**TEXT FOR ANALYSIS:**
● ● ● ●

Not all parents feel that way, of course. Many parents, in various school districts, have been highly supportive of all measures to keep the public safe from COVID-19. Most of these parents, however, in addition to being of the progressives persuasion for the most part, have also, by and large, been those with the time and resources to basically homeschool their children for over a year.

Not everyone has been so fortunate.

Many parents who themselves had to keep working during the worst of the crisis, in industries deemed “essential”, whatever their past voting patterns, felt understandably bitter towards teachers who weren’t, for some reason, considered essential enough to continue in-person learning.

The disconnect is perhaps understandable: Uber Eats drivers, essential. Math teachers, not essential.

That the sudden and complete shift to a mostly online learning model was not a resounding success hasn’t helped matters. Some kids fared better than others- but again, they mostly hail from families with resources sufficient to support the sea change.

That the closures of schools and in-person learning hurt the very kids progressives profess to want to help most- minority kids, kids from poor neighborhoods, those with unstable family situations- isn’t exactly helping the medicine go down easier.

Especially with rumblings about more lock-downs and the specter of another round of widespread school closures looming in the coming weeks.

Teacher’s unions are demanding all K-12 students be masked all day in classrooms this fall, in any case. The same powerful teacher’s unions pressured the CDC to issue such a diktat, which the CDC has now done.

The teacher’s unions are also, and this isn’t something likely to sit well with already angry parents, so far refusing to require teachers to get the vaccine.

● ● ● ●

**PROBLEM REQUIREMENTS:**
Copy the passage about school closures again, starting at "That the closures" and ending at "the coming weeks.", and substitute "stay-at-home orders" for "lock-downs".

**ENTRIES SHOWN:**
● ● ● ●

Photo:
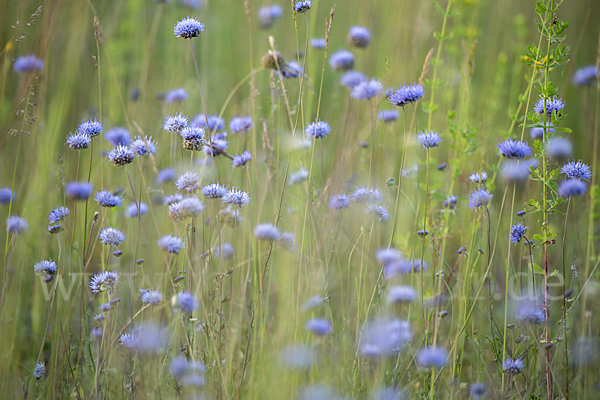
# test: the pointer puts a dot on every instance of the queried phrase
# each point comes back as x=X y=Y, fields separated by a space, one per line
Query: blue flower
x=553 y=105
x=367 y=90
x=58 y=214
x=406 y=94
x=339 y=202
x=237 y=197
x=317 y=129
x=187 y=302
x=585 y=76
x=240 y=124
x=79 y=190
x=479 y=198
x=577 y=170
x=267 y=232
x=514 y=149
x=188 y=28
x=170 y=244
x=6 y=195
x=111 y=236
x=78 y=141
x=91 y=128
x=359 y=36
x=432 y=357
x=28 y=63
x=320 y=327
x=121 y=155
x=105 y=281
x=176 y=95
x=429 y=139
x=241 y=160
x=118 y=136
x=512 y=367
x=342 y=60
x=571 y=187
x=175 y=123
x=107 y=199
x=214 y=191
x=516 y=232
x=302 y=6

● ● ● ●

**REPLY TO THE TASK:**
That the closures of schools and in-person learning hurt the very kids progressives profess to want to help most- minority kids, kids from poor neighborhoods, those with unstable family situations- isn’t exactly helping the medicine go down easier.

Especially with rumblings about more stay-at-home orders and the specter of another round of widespread school closures looming in the coming weeks.